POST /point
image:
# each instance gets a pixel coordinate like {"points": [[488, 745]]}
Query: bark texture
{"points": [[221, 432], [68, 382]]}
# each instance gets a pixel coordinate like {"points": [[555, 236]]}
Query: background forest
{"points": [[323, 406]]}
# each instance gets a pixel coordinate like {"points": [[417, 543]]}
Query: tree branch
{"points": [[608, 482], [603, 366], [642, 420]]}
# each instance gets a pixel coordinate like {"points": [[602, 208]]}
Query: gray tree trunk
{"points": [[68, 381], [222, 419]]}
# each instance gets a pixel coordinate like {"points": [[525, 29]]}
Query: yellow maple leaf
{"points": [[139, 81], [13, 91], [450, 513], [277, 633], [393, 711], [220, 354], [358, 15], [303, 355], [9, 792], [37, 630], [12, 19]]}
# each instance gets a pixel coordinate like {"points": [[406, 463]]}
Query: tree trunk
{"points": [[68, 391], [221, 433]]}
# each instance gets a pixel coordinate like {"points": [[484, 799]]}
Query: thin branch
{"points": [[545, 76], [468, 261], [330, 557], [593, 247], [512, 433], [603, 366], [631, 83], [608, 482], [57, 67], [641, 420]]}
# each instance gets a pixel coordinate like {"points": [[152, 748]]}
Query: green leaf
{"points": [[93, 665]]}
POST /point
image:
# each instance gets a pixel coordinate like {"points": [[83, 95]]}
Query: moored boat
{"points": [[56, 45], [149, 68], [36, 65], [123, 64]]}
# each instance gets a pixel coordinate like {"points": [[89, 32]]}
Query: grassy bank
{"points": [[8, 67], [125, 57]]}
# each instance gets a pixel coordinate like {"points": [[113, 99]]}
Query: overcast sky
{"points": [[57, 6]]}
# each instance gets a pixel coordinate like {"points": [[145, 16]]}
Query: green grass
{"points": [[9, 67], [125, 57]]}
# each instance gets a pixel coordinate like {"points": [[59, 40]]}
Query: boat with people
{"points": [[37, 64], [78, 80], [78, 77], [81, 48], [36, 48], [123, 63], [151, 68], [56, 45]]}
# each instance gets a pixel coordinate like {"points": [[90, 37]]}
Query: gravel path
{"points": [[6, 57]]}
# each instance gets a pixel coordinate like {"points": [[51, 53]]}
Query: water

....................

▶ _Objective_
Write out the complete set of records exactly as given.

▶ _Solution below_
POST /point
image:
# each instance gets a pixel coordinate like {"points": [[488, 745]]}
Query: bark texture
{"points": [[221, 432], [68, 382]]}
# each instance gets a pixel coordinate like {"points": [[555, 236]]}
Query: background forest
{"points": [[323, 406]]}
# each instance gets a pixel coordinate like {"points": [[417, 543]]}
Query: tree branch
{"points": [[608, 482], [603, 366], [642, 420]]}
# each instance gets a pixel coordinate like {"points": [[602, 208]]}
Query: gray tree trunk
{"points": [[68, 381], [222, 419]]}
# each instance gets a pixel coordinate like {"points": [[525, 29]]}
Query: yellow maple leaf
{"points": [[139, 81], [13, 91], [450, 513], [277, 633], [393, 711], [220, 354], [358, 15], [303, 355], [9, 792], [37, 630], [12, 19]]}
# each instance gets a pixel coordinate like {"points": [[406, 463]]}
Query: tree trunk
{"points": [[68, 391], [221, 433]]}
# each instance gets a pixel coordinate like {"points": [[484, 799]]}
Query: thin branch
{"points": [[545, 76], [468, 261], [330, 557], [593, 247], [512, 433], [603, 366], [631, 83], [608, 482], [57, 67], [641, 420]]}
# each instance gets a pixel coordinate like {"points": [[152, 748]]}
Query: green leaf
{"points": [[93, 665]]}
POST /point
image:
# each instance gets a pixel coordinate like {"points": [[83, 95]]}
Query: moored boat
{"points": [[56, 45], [149, 68], [36, 65], [123, 64]]}
# each instance gets a pixel coordinate like {"points": [[89, 32]]}
Query: grassy bank
{"points": [[8, 67], [125, 57]]}
# each instance gets a pixel coordinate like {"points": [[113, 99]]}
Query: overcast sky
{"points": [[57, 6]]}
# each instance gets a pixel coordinate like {"points": [[145, 16]]}
Query: green grass
{"points": [[9, 67], [125, 57]]}
# each instance gets a pixel coordinate like {"points": [[59, 40]]}
Query: boat with people
{"points": [[37, 64], [78, 80], [78, 77], [81, 48], [36, 48], [123, 63], [151, 68], [56, 45]]}
# each instance gets a pixel coordinate like {"points": [[90, 37]]}
Query: gravel path
{"points": [[6, 57]]}
# each instance gets a pixel coordinate like {"points": [[51, 53]]}
Query: water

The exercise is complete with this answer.